◆ SOURCE PASSAGE:
+ + +

Overview#
A PSAP dispatcher receives a call: a tanker truck has overturned on a motorway and fluid is spreading across the road surface. The driver can read one label: UN 1203. The dispatcher searches the Chemical Register. Within two seconds: the substance is petrol, flash point low, evacuation zone 300 metres, water reactivity nil, PPE for first responders includes splash goggles and chemical resistant gloves. The dispatcher relays the guidance before the first fire unit arrives on scene.
That speed is the difference between first responders arriving prepared and arriving blind. The Chemical Register domain provides instant access to chemical identification, hazard assessment, and response procedures from authoritative sources, directly within the dispatch workflow.
Key Features#
- Chemical search and autocomplete by name, CAS number, UN number, or common names with relevance scoring.
- Firefighting procedure guidance with extinguishing agent recommendations and water reactivity checks.
- Acute Exposure Guideline Levels (AEGL-1/2/3, IDLH) for dispersion modelling integration.
- PPE requirements with exposure-level specific respiratory, skin, eye, and glove protection recommendations.
- Chemical-aware plume modelling with evacuation zone generation and geofence integration.
- Multi-chemical reactivity matrix and combined hazard assessment.
- Role-specific DO/DON'T checklists and step-by-step standard operating procedures.
- First aid instructions and spill response guidance with isolation distances.
Use Cases#
PSAP dispatchers provide immediate hazmat guidance to first responders during hazardous materials incidents, accessing substance-specific procedures from authoritative sources without switching systems.
Firefighters arriving at hazmat scenes access real-time chemical safety data on mobile devices, getting PPE requirements and firefighting procedures specific to the substance involved before committing to the hazard zone.

+ + +

Stored items from the collection:
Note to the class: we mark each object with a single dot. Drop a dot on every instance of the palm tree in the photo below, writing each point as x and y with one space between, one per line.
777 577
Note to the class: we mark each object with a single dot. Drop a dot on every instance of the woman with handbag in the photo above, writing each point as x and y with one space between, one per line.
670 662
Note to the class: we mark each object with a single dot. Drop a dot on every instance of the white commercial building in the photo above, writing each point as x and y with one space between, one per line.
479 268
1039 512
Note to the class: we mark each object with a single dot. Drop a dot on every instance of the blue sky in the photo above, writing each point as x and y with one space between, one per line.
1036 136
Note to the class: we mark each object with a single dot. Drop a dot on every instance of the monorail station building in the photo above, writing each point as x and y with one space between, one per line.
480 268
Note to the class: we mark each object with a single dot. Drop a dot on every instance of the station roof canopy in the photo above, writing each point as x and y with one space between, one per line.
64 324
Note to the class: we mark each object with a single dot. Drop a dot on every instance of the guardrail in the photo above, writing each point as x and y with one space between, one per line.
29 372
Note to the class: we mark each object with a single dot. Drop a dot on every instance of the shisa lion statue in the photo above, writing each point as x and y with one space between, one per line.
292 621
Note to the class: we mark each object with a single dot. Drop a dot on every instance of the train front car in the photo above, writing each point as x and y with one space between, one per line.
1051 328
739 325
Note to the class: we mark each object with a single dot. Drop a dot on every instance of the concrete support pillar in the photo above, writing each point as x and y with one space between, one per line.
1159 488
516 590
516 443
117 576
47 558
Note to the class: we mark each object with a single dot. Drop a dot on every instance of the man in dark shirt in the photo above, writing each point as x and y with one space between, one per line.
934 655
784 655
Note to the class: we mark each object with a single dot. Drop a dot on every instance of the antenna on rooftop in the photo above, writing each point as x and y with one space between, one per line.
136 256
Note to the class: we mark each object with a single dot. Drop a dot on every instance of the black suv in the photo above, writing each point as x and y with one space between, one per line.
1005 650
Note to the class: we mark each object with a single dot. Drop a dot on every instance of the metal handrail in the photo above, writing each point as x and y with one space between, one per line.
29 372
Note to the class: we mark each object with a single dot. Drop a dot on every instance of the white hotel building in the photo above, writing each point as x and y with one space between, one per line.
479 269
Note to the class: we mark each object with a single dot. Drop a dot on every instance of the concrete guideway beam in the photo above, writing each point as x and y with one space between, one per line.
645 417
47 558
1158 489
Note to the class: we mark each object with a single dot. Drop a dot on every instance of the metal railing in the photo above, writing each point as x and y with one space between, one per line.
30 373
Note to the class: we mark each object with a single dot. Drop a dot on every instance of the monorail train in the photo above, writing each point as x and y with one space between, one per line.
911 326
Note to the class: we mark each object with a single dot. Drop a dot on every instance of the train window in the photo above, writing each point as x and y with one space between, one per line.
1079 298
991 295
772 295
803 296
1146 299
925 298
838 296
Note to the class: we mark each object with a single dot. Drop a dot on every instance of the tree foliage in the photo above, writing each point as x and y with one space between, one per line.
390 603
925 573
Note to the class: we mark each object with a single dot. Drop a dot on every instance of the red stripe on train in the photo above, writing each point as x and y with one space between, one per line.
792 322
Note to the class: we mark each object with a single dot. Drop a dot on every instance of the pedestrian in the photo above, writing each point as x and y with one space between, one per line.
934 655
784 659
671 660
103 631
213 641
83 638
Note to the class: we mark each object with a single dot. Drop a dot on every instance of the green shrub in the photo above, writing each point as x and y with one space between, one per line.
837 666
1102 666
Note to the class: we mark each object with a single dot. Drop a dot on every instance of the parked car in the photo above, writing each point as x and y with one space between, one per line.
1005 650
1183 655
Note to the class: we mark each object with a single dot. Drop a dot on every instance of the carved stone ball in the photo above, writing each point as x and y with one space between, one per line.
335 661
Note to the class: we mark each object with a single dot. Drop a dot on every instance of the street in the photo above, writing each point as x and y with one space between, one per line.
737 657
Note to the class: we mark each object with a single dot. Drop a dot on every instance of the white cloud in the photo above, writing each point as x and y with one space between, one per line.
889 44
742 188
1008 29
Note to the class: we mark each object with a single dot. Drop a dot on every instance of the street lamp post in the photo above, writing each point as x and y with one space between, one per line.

+ + +

◆ REQUIRED WORK:
**A.** Reproduce the Chemical Register overview from "- Firefighting procedure" up to and including "glove protection recommendations.".
**B.** According to the Chemical Register overview, which label on the overturned tanker truck was the driver able to read?
The records bear no relation to the Chemical Register overview.

◆ SOLUTION LIST:
**A.**
- Firefighting procedure guidance with extinguishing agent recommendations and water reactivity checks.
- Acute Exposure Guideline Levels (AEGL-1/2/3, IDLH) for dispersion modelling integration.
- PPE requirements with exposure-level specific respiratory, skin, eye, and glove protection recommendations.

**B.** UN 1203